(EXERCISE DESCRIPTION)
Count how many of the lines below contain the string "white", matching case exactly, and reply with only that number.

◇ ◇ ◇ ◇ ◇

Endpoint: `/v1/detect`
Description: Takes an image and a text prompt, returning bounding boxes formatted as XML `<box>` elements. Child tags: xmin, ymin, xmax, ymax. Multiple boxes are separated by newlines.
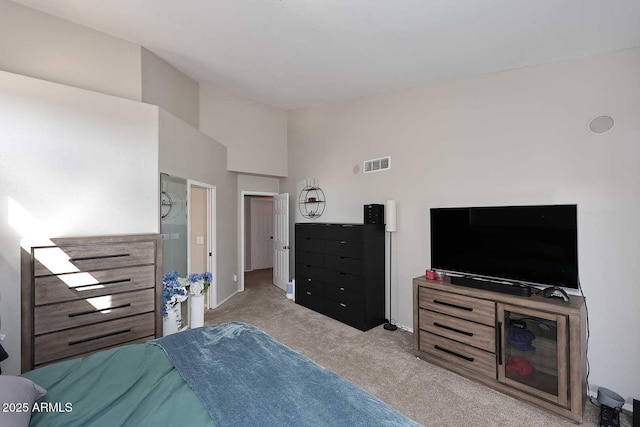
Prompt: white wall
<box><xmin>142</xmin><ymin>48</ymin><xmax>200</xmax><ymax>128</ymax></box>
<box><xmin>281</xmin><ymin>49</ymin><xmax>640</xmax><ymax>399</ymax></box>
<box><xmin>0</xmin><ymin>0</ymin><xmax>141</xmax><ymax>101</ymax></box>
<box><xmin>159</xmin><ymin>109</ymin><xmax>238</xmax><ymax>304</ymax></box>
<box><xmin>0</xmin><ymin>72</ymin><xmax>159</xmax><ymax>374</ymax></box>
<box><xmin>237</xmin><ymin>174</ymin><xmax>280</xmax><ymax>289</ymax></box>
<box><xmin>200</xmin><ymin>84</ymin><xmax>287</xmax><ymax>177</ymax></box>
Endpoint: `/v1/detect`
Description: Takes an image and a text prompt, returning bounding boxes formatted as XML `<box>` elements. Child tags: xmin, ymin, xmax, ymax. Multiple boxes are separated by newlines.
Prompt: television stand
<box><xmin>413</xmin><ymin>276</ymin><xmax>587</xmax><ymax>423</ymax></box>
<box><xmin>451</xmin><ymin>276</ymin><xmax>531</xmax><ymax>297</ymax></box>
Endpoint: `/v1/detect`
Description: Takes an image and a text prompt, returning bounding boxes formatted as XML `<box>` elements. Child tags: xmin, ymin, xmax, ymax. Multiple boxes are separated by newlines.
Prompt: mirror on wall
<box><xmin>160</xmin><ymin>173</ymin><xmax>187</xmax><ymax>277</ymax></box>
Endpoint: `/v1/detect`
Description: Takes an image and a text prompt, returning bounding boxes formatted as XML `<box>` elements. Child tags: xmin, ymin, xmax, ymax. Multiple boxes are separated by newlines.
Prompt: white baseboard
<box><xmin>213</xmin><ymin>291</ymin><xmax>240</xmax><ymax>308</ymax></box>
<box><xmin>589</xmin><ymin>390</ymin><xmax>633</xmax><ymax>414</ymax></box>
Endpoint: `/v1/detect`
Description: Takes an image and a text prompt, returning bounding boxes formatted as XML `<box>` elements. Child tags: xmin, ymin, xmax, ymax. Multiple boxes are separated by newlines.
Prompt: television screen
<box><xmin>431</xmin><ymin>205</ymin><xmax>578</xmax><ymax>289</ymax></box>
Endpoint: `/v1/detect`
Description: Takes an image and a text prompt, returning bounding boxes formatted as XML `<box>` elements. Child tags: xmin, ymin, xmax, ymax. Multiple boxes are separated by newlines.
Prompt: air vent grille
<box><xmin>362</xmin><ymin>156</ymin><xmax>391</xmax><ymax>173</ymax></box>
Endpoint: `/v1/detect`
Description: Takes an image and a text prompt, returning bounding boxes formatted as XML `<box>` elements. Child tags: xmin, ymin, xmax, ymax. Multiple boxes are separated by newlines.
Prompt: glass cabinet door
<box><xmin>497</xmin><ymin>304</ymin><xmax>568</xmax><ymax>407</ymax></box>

◇ ◇ ◇ ◇ ◇

(TASK OUTPUT)
2